Directives.
(A) Translate this sentence from the passage on mineral phases into French: "Concerning the mineralogical phases of the system, slight changes occurred when the concentration of CO 2 increased."
(B) Answer these from the passage on mineral phases:
(i) What saturation index is given for siderite?
(ii) Which two minerals dissolved to cause the amorphous Al(OH)3 supersaturation?
(iii) What was the CH4 pressure in Scenario 1 of the second set?
(C) Extend the passage on mineral phases, picking up after its final sentence.

Extract.
Concerning the mineralogical phases of the system, slight changes occurred when the concentration of CO 2 increased. An amorphous Al(OH) 3 supersaturation occurred (S.I. 0.44) due to chlorite and K-feldspar dissolution. This wasn’t observed in the Scenario 1 due to complete crystallisation of Al(OH) 3 to gibbsite (Al(OH) 3) and clay minerals. As the Si-based mineralogical phases remained almost stable, there was a lack of free silicon to potentially create other aluminosilicate minerals containing an Al(OH) 3 amount. In the present Scenario, common clay minerals were precipitated as in the Scenario 1. A differentiation was occurred in the precipitation of Fe-minerals, i.e. goethite (S.I. -0.87), siderite (S.I. 1.51), and hematite (S.I. 0.37), related to the pH and p e changes that have the ability to dissolve the goethite that exist in the area as an impurity. This allows for the hematite and siderite precipitation to a lower extent. The less siderite percolates in the system, the better as it reduces the pore throat clogging effect.
Set 2 – Scenario 1
Scenario 1 of the second set gave almost the same results with Set 1 – Scenario 1, with only difference the CH 4 pressure which was slightly lower than Set 1 -Scenario 1, equal to 1.80 MPa.

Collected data
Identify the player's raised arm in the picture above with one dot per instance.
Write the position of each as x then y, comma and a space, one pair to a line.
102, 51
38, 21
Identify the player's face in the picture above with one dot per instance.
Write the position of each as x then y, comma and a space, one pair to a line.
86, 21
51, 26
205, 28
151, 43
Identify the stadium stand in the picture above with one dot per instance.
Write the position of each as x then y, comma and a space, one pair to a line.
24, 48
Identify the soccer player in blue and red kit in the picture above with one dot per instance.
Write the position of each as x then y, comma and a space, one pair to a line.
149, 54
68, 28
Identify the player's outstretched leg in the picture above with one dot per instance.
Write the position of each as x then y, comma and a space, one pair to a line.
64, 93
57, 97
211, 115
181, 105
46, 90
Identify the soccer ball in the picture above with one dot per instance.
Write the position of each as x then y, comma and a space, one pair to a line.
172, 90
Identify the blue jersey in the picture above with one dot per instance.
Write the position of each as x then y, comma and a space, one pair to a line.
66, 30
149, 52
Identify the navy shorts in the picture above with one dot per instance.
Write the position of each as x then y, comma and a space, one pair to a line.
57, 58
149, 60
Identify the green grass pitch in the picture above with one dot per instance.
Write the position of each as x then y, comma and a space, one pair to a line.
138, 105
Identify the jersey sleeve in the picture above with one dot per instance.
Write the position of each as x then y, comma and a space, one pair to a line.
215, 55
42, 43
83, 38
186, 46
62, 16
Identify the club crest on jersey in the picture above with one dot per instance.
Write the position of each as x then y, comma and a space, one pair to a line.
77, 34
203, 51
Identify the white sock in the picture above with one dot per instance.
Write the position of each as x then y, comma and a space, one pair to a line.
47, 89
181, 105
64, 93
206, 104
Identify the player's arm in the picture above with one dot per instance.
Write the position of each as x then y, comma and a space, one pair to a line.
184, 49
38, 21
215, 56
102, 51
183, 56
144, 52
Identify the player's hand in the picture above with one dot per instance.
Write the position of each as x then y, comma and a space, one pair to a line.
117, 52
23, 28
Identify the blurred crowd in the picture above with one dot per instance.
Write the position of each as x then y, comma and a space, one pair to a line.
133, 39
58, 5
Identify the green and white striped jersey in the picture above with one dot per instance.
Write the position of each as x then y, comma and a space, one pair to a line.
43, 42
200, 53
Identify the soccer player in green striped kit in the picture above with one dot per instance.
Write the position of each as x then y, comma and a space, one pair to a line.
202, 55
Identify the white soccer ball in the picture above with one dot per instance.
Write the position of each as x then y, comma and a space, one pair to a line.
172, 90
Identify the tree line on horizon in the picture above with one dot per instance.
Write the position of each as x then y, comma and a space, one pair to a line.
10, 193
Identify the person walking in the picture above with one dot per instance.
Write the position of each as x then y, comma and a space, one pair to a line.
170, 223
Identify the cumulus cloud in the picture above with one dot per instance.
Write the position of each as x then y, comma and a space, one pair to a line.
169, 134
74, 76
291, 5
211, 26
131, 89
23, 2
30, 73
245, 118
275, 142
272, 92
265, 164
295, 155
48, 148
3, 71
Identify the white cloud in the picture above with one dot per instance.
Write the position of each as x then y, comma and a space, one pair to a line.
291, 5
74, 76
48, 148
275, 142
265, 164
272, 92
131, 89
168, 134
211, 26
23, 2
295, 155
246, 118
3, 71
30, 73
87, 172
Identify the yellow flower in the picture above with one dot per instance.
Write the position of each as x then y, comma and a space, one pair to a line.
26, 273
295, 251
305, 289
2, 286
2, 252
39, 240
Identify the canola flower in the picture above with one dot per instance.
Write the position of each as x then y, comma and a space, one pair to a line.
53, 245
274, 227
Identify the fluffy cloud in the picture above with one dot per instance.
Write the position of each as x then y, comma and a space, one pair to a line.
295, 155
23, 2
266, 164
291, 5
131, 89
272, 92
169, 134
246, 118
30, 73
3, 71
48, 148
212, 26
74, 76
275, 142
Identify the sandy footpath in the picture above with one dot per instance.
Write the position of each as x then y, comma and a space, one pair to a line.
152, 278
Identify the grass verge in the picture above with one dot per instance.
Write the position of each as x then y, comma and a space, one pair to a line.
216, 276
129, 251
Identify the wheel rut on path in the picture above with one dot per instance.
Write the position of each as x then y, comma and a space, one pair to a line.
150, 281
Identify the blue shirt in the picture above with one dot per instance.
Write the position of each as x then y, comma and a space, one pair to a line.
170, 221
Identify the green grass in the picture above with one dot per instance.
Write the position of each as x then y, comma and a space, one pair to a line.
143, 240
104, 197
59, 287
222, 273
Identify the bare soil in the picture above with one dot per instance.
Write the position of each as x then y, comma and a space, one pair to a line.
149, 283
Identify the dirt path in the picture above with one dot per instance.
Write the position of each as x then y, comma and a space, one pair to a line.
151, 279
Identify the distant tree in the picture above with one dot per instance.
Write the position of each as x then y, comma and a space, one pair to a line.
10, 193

Answers to each task.
(A) En ce qui concerne les phases minéralogiques du système, de légers changements se sont produits lorsque la concentration de CO2 a augmenté.

(B)
(i) 1.51
(ii) Chlorite and K-feldspar
(iii) 1.80 MPa

(C)
Set 2 – Scenario 2
Scenario 2 of the second set gave similar geochemical interactions with the Set 1 – Scenario 2. The general characteristics of the system kept constant. The saturation indices of the minerals were slightly differentiated, however, the minerals that were undersaturated kept undersaturated, e.g. anorthite (S.I. -2.65), aragonite (S.I. -2.28), calcite (S.I. -2.09), chlorite (S.I. -23.54), chrysotile (S.I. -19.84), dolomite (S.I. -4.46), glauconite (S.I. -8.81), goethite (S.I. -0.70), K-feldspar (S.I. -3.43), sepiolite (S.I. -14.02), and talc (S.I. -15.57), while the minerals that were precipitated had the same behavior, e.g. Ca-montmorillonite (S.I. 6.56), chalcedony (S.I. 0.15), gibbsite (S.I. 2.91), illite (S.I. 1.86), hematite (S.I. 0.72), K-mica (S.I. 8.15), kaolinite (S.I. 7.75), quartz (S.I. 0.51) and siderite (S.I. 1.59). In this case, the CO 2 was not completely dissolved as a gas in the reservoir’s solution and its pressure was 3.59 MPa. The pressure of CH 4 after the system reached equilibrium was 1.57 MPa.
CMG-GEM calculations
The development of the CO 2 plume following two years of continuous injection is given in Figure 5. The plume takes on a distinct shape, taking to an upright cone. Notably, the maximum extent of the plume is noticeable in the lower section of the reservoir, near the point of separation between the aquifer and the gas. The plume's shape can be attributed to the higher density of CO 2 in reservoir conditions (pressure and temperature) compared to impure methane (six times higher). A crucial finding is that for achieving optimal CO 2 concentration, production is advised from beneath the horizontal centerline of the reservoir. In addition, as more CO 2 is injected into the reservoir, a gas mixture of CO 2 and CH 4 is produced, where the CO 2 fraction increases and the CH 4 fraction decreases with time (Ezekiel et al., 2020). This may require additional fluid separation at the surface to obtain a high-purity supercritical CO 2, making it suitable before entering surface components. However, this is disadvantageous as it could reduce the system’ efficiency.
Figure 5. CO 2 Plume distribution (Gas saturation) after 2 Years of Continuous Injection.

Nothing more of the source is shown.